§ YOUR GOAL
Exact reproduction of every record is required, and pictures are to be excluded.
*** RECORDS FOR THIS EXERCISE
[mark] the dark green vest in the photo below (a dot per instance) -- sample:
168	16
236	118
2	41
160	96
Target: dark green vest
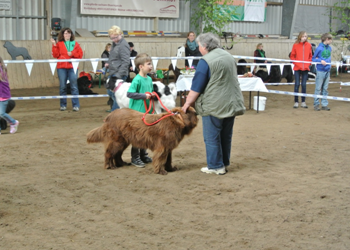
222	97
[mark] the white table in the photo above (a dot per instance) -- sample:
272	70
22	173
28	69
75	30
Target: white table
184	83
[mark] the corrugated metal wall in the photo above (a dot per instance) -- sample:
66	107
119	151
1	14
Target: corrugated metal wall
271	26
25	21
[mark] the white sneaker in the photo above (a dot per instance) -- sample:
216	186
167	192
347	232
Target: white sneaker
303	105
219	171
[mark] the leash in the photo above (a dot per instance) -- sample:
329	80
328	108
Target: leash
148	109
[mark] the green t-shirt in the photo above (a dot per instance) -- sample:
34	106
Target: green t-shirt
140	85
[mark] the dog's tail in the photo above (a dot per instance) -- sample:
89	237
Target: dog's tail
95	135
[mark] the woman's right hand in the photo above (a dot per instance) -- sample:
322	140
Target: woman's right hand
53	41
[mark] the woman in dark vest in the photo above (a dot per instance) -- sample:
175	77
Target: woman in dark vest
218	99
259	52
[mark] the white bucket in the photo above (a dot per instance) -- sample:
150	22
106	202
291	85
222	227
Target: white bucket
262	102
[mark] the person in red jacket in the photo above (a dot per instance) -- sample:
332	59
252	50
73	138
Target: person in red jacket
301	51
67	48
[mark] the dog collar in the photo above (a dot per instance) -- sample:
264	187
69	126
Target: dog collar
116	88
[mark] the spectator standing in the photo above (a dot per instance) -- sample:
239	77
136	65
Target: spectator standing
118	62
322	56
301	51
67	48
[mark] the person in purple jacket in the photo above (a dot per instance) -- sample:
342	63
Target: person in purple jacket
5	96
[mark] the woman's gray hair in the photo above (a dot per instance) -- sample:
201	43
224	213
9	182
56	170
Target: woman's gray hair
208	41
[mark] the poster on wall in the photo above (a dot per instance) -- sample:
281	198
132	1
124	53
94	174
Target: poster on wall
144	8
246	10
5	5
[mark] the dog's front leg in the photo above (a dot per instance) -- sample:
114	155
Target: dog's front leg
110	153
168	166
159	160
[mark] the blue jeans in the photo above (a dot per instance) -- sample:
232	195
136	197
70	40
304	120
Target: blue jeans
112	95
322	80
4	115
304	75
63	76
217	135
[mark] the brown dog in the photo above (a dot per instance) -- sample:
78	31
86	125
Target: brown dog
125	126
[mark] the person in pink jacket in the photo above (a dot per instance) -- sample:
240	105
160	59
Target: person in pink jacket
5	96
301	51
67	48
******
§ TASK RESPONSE
[mark] the dark green vest in the photo below (a dot per instance) -- sample:
168	16
236	118
2	41
160	96
Target: dark green vest
222	97
[mark] the white table in the photo above (a dot per instance) -- sample:
272	70
22	173
28	69
75	30
Target: white table
184	83
[mark] the corrugated metal wall in the photo above (a dot per instance) -- sample:
66	107
119	151
1	14
Target: corrugated metal wall
271	26
25	21
[mark] the white sneaker in the photo above (a dot per instance) -- sample:
216	186
167	192
347	232
Target: white sneaker
303	105
219	171
[mark] the leash in the photo above (a dot per instance) -- sample:
329	80
328	108
Target: leash
148	109
[mark] the green t-shirt in the photo above (a dot per instance) -- sample:
34	106
Target: green t-shirt
140	85
[mark] the dog's tail in the photo above (a dot per instance) -- sample:
89	237
Target: dog's tail
95	135
[mark] the woman's right hand in the photo above (a dot per instance) -- sample:
322	140
Target: woman's right hand
53	41
[mark] the woman in dark vest in the photo above (a dot per instance) -- sample:
175	77
Target: woman in dark vest
218	99
259	52
[mark] the white bucket in the photo above (a dot per instance) -- sample:
150	22
106	202
291	85
222	227
Target: white bucket
262	102
[mark] the person in red jacket in the photo above (a dot per instance) -- sample:
332	59
252	50
73	138
Target: person in red jacket
301	51
67	48
[mark] the dog collar in the photo above (a dot per instance) -- sample:
264	187
69	126
Target: dog collar
116	88
[mark] the spectator standing in the photo above (a dot per instance) -- sample:
239	77
136	65
Target: spectator standing
118	62
322	56
301	51
67	48
[mark] the person in purple jacket in the photo above (a dot per instance) -- sample:
342	63
Target: person in purple jacket
5	96
[mark] the woman's gray hair in the photo above (a dot per instance) -- sample:
201	43
224	213
9	182
56	170
Target: woman's gray hair
208	41
[mark] the poster on wall in the photo above (a dot per instance) -- sample:
281	198
132	1
124	53
94	174
Target: poster on wall
144	8
246	10
5	5
[mark] the dog's front leg in the photo above (a dot per instance) -- sample:
114	155
Target: dog's front leg
110	153
168	166
159	160
[mark] the blue jeans in the photo above (a dot per instance) -- sample:
232	195
136	197
70	40
304	120
Target: blue jeans
112	95
322	80
4	115
304	75
63	76
217	135
[mark] the brown dog in the photo above (a dot per instance) -- sample:
78	31
86	125
Target: brown dog
125	126
[mark] the person in pink jacket in the photo above (a dot per instance) -- sample:
240	105
160	59
Target: person in pink jacket
5	96
301	51
67	48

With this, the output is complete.